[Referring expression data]
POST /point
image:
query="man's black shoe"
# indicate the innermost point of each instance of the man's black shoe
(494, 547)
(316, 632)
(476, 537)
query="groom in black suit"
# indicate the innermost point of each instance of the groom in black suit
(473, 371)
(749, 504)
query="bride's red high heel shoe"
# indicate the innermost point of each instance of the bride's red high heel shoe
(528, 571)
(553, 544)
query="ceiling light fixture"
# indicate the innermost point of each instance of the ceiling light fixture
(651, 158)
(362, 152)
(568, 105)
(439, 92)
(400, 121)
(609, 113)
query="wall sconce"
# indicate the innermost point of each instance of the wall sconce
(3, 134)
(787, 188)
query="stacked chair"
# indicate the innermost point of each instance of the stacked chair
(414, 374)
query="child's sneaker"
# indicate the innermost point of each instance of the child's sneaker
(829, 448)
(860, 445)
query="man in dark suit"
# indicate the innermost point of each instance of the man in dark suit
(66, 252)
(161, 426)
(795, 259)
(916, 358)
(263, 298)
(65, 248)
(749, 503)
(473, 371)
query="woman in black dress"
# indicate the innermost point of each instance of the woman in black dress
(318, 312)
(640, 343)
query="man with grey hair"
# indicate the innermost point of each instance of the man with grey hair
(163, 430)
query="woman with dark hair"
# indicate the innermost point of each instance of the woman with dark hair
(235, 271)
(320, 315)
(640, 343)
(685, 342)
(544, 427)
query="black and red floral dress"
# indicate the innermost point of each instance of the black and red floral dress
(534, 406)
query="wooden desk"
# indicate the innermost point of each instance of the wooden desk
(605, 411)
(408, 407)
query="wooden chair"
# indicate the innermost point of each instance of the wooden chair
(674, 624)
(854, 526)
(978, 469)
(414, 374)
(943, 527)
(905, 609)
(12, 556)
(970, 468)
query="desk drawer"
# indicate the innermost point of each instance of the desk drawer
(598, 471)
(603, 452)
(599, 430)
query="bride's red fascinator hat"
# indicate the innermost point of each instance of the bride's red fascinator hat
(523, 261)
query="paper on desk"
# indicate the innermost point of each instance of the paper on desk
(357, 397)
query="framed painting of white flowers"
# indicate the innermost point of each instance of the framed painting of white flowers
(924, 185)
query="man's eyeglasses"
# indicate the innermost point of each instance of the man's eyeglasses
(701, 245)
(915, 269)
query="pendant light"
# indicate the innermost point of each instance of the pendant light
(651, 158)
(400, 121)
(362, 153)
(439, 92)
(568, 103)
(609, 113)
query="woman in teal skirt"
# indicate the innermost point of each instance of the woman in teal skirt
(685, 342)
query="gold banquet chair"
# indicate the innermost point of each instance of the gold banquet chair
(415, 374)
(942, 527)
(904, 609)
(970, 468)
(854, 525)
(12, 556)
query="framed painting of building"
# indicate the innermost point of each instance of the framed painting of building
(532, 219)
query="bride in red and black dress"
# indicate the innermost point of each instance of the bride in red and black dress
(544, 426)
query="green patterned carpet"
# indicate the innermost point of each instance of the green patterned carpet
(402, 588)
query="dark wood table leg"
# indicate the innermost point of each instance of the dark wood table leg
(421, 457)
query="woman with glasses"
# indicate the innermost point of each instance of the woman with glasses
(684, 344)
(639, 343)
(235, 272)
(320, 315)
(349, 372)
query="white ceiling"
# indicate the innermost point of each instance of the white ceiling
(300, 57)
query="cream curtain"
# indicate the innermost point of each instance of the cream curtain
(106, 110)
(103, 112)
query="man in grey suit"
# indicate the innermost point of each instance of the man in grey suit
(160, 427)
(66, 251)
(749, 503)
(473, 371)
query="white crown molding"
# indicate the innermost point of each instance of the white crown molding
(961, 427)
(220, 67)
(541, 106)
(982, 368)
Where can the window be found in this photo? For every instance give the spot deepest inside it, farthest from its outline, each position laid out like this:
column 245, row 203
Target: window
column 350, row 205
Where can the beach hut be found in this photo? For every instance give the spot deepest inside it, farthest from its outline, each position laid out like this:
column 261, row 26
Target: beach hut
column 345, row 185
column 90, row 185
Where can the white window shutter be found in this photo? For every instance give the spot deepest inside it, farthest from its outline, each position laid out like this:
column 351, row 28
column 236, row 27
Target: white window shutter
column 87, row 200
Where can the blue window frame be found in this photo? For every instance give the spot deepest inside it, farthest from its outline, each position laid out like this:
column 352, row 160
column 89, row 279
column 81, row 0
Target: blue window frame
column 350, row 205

==

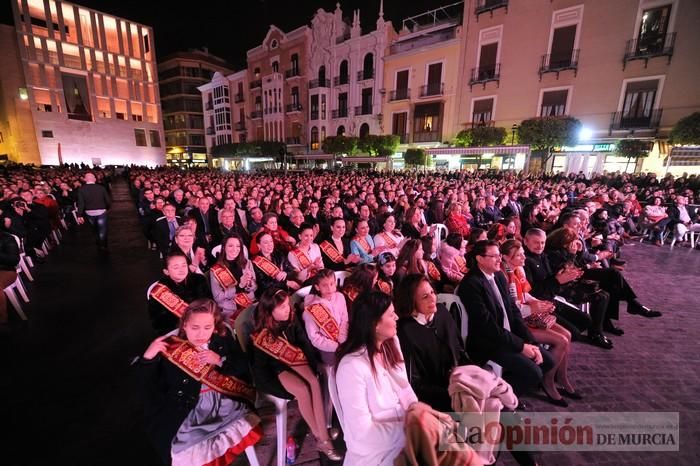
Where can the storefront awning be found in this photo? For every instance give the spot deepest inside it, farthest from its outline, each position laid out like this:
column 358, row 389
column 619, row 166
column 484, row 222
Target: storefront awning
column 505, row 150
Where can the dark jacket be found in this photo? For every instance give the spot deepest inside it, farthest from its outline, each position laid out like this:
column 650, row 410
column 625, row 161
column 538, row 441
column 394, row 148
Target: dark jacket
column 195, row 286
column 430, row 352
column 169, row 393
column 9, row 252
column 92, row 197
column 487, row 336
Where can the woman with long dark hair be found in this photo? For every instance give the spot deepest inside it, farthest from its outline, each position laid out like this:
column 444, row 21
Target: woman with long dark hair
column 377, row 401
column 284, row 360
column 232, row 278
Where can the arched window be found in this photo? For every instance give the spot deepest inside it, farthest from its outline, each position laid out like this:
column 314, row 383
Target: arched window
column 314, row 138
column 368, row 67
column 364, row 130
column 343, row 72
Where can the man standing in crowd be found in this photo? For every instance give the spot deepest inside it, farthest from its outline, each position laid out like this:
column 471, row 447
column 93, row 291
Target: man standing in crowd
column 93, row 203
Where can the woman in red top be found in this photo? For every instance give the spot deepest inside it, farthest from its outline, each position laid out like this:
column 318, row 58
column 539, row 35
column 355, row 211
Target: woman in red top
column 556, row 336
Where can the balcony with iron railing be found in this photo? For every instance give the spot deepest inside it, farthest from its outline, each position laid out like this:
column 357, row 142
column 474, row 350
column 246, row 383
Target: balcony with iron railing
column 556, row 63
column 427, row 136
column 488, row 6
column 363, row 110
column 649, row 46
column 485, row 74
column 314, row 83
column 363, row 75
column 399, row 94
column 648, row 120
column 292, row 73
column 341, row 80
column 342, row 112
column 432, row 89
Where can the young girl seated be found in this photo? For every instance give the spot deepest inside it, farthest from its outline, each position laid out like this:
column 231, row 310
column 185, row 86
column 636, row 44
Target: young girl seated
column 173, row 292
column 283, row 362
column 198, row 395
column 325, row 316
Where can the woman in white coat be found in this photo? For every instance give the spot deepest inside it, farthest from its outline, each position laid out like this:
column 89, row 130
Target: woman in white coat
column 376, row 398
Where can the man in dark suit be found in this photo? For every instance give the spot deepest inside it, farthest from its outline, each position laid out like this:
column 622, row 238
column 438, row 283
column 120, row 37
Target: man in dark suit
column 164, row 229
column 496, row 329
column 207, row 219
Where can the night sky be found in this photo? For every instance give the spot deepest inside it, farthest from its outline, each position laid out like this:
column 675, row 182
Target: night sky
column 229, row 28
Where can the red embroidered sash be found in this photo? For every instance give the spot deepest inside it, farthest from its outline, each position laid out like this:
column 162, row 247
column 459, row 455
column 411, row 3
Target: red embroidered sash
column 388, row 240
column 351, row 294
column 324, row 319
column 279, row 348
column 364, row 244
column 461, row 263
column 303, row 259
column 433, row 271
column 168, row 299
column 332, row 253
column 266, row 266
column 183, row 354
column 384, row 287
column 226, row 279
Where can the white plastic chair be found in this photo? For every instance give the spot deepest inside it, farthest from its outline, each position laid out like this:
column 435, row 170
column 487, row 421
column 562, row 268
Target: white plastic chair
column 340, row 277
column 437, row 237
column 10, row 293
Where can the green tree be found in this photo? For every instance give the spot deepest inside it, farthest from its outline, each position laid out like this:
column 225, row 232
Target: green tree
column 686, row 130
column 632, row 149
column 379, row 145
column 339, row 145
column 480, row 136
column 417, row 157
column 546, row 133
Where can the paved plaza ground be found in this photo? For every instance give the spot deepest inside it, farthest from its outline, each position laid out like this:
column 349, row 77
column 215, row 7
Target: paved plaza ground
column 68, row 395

--

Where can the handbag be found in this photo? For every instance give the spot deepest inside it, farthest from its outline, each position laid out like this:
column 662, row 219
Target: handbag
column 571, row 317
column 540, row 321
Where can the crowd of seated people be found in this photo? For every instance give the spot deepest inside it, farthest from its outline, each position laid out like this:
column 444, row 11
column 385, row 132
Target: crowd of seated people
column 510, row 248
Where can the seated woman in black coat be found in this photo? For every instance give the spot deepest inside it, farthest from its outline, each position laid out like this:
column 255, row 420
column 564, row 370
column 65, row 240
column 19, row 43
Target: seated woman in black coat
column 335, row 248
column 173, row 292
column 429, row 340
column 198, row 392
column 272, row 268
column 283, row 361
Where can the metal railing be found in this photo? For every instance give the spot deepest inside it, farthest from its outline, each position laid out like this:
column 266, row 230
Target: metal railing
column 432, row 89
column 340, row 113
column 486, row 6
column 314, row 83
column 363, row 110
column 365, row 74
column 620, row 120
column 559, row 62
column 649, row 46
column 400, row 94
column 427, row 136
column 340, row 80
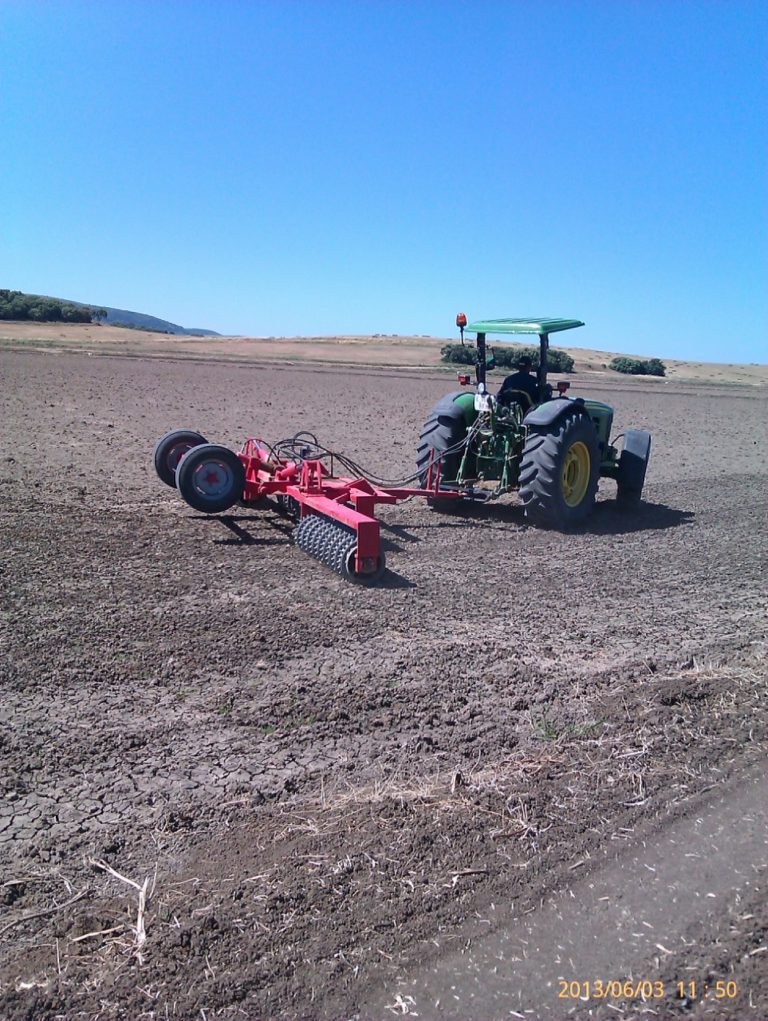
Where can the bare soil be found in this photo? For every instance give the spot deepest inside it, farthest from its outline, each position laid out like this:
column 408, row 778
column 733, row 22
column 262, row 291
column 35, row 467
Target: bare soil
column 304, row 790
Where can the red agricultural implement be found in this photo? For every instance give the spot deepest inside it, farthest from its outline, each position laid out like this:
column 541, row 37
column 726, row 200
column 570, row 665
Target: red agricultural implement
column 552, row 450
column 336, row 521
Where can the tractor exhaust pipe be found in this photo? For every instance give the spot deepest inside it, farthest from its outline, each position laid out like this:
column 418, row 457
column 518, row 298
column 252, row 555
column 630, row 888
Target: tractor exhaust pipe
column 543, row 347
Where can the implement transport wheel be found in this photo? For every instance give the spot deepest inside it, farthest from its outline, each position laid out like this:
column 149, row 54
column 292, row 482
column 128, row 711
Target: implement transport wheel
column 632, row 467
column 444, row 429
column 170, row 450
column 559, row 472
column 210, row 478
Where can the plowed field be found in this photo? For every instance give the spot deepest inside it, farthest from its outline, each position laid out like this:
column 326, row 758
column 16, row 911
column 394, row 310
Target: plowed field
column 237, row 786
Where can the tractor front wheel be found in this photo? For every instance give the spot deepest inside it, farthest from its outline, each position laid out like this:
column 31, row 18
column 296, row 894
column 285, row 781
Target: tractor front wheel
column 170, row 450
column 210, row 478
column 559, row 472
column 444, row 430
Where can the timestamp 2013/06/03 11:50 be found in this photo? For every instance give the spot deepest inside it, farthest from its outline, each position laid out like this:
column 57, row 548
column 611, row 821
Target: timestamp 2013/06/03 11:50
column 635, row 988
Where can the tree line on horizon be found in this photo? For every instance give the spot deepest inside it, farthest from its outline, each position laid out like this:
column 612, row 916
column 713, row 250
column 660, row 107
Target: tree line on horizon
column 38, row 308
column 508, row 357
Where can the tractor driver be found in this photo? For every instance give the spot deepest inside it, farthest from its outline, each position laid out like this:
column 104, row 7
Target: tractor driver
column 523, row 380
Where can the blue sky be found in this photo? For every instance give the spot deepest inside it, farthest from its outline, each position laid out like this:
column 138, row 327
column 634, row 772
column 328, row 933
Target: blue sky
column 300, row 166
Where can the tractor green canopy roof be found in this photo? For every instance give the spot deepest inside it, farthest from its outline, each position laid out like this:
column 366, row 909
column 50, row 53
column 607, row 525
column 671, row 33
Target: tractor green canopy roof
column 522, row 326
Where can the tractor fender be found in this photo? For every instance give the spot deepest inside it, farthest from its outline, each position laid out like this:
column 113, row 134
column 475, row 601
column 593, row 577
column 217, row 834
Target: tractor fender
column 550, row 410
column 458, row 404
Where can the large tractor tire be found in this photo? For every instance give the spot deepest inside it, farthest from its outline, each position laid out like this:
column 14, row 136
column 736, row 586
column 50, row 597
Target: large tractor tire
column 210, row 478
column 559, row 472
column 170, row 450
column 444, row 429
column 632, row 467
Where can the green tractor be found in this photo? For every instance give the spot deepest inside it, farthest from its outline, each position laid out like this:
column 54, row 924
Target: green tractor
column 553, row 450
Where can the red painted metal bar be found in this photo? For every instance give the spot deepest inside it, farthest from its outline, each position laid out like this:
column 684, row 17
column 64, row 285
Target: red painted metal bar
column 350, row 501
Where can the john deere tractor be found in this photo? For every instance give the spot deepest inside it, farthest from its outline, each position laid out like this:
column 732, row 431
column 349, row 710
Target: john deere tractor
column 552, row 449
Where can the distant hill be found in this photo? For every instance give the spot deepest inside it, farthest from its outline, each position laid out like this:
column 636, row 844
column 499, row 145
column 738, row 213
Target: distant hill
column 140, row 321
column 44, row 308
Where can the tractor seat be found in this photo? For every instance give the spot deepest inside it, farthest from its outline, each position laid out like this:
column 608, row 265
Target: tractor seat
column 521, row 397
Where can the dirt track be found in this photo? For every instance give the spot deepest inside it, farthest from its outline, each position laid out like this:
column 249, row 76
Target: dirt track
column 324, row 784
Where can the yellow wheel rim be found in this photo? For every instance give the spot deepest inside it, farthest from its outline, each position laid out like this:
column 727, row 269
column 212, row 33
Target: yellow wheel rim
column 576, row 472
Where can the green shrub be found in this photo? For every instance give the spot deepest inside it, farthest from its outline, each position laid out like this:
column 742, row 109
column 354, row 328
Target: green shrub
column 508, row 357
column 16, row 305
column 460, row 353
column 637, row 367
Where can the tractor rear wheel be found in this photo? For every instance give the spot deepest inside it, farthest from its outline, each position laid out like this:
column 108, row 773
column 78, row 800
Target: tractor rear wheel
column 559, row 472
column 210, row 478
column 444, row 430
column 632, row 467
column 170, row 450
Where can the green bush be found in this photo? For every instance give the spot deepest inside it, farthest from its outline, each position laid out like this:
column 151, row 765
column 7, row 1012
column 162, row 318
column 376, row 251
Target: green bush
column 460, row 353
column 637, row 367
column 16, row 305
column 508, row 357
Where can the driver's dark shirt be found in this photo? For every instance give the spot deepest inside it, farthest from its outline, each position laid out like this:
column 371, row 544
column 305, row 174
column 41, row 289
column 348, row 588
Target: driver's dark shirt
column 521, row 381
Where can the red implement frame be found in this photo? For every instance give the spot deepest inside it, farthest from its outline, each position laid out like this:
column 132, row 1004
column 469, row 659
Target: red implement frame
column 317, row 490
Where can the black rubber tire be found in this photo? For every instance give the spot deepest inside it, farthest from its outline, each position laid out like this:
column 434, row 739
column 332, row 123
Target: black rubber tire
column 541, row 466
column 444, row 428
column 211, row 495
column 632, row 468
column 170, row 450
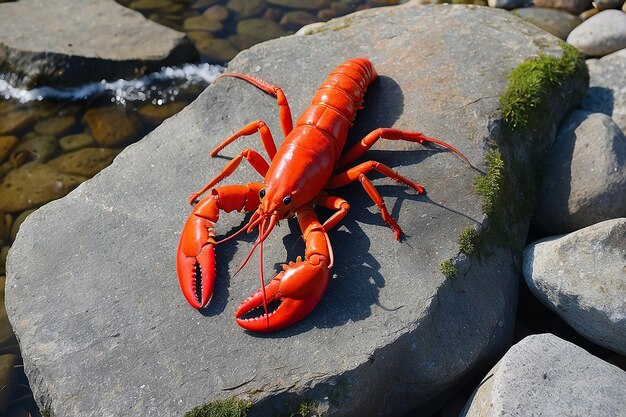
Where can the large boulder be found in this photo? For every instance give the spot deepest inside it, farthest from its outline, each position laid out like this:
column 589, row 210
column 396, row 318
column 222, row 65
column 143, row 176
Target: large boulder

__WHAT YOU SHOULD DO__
Working from the entries above, return all lines that contain "boulder".

__TASK RESULT__
Where can the large boulder be found in this photo? For every instance give the spot deepest inside it, farthest from its outline, each position laid out like this:
Target: large boulder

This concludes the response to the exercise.